--- Start of SUPPLIED RECORDS ---

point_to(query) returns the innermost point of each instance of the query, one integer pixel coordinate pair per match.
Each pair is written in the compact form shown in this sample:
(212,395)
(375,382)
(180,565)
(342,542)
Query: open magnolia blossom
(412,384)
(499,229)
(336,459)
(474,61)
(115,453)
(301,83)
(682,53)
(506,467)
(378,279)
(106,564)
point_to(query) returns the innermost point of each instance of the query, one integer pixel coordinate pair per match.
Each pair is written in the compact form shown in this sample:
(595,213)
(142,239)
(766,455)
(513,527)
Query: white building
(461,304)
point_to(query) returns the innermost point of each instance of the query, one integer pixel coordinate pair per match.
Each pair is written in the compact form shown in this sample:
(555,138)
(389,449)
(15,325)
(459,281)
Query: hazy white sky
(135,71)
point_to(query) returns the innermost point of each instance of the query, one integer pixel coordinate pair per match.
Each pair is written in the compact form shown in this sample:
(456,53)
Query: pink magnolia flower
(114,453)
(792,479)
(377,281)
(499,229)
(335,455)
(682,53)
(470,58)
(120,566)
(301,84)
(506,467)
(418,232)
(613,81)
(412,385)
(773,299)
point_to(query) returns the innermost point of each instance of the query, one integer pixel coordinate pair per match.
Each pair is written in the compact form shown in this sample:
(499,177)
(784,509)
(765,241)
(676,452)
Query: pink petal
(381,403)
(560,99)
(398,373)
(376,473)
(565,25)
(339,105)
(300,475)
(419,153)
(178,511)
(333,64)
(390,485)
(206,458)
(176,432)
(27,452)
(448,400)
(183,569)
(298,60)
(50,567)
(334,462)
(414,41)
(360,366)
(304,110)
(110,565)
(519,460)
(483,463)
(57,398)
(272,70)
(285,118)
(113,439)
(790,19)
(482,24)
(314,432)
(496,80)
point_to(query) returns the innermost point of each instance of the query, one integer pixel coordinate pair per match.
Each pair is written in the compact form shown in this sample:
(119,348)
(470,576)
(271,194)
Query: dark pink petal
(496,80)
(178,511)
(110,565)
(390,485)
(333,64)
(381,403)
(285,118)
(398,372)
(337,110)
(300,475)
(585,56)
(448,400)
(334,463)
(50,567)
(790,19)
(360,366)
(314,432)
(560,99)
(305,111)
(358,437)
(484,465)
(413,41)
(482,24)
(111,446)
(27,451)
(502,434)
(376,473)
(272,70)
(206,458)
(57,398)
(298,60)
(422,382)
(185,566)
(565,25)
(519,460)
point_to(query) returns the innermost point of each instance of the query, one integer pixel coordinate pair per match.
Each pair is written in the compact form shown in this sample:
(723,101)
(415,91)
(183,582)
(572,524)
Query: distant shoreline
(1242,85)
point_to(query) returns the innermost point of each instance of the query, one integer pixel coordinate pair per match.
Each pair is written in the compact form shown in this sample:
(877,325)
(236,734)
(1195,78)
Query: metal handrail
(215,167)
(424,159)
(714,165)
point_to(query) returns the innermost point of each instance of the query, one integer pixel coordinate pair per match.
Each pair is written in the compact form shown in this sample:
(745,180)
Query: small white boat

--- End of SUPPLIED RECORDS ---

__EXERCISE REQUIREMENTS__
Reproduce the data shown above exactly.

__SOLUTION BELOW__
point_to(query) returns the innermost point of each instance of the query, one integer pixel coordinate pair per match.
Each pair is written in the compact form shown in this sample:
(212,395)
(375,382)
(180,565)
(342,542)
Query: open magnolia blossom
(412,384)
(499,229)
(336,459)
(474,61)
(115,453)
(301,83)
(682,53)
(506,467)
(378,279)
(106,564)
point_to(query) returns the innermost point of each instance of the query, one integer pixel coordinate pair per match.
Each pair is written in the compact form shown in this sample:
(595,213)
(142,239)
(766,455)
(513,527)
Query: white building
(461,304)
point_to(query) returns the innermost point of each instance of the query, one integer pixel coordinate pair per match.
Each pair is written in the compact form shown in this sample:
(555,138)
(389,449)
(15,325)
(459,281)
Query: hazy white sky
(135,71)
point_to(query) returns the innermost point of each instance of the query, one integer pixel coordinate pair per match.
Each pair is written in the compact form shown in this sample:
(456,53)
Query: pink magnolia flower
(114,453)
(792,479)
(377,281)
(499,229)
(335,455)
(682,53)
(470,58)
(120,566)
(301,84)
(506,467)
(418,232)
(613,81)
(412,385)
(773,299)
point_to(query) returns the innermost point of each instance of the query, one integer pixel coordinate pair per match.
Each pair is written in the compact form shown in this sample:
(499,177)
(784,509)
(765,241)
(676,452)
Query: pink petal
(381,403)
(560,99)
(398,373)
(376,473)
(565,25)
(339,105)
(300,475)
(419,153)
(178,511)
(333,64)
(390,485)
(206,458)
(176,432)
(27,452)
(448,400)
(183,569)
(298,60)
(50,567)
(334,462)
(414,41)
(360,366)
(304,110)
(110,565)
(519,460)
(483,463)
(57,398)
(272,70)
(285,118)
(113,439)
(790,19)
(482,24)
(314,432)
(496,80)
point_to(query) returns the innermost point of each instance of the query, one integer pixel coordinate pair per match.
Each pair is written in the compact form shown in this sample:
(119,348)
(470,576)
(271,194)
Query: dark pink petal
(496,80)
(178,511)
(110,565)
(390,485)
(333,64)
(381,403)
(285,118)
(398,372)
(337,110)
(300,475)
(585,56)
(448,400)
(334,463)
(50,567)
(790,19)
(360,366)
(314,432)
(560,99)
(305,111)
(358,437)
(484,465)
(413,41)
(482,24)
(111,446)
(27,451)
(502,434)
(376,473)
(272,70)
(206,458)
(57,398)
(298,60)
(422,382)
(185,566)
(565,25)
(519,460)
point_to(query) returns the innermost point of each instance of the query, one integer pixel coordinate pair per match.
Each pair is written in the compact form shown in this sample:
(723,101)
(415,91)
(183,582)
(572,524)
Query: distant shoreline
(1242,85)
point_to(query) returns the innermost point of each instance of the query, one integer pixel coordinate pair per match.
Each pair is written in the compact form shown in this sample:
(877,325)
(236,734)
(1195,78)
Query: metal handrail
(215,167)
(424,159)
(714,165)
point_to(query) returns the innermost point of each instance of the query, one integer pixel coordinate pair per match.
Each pair is written in the compact form shown in this sample:
(745,180)
Query: small white boat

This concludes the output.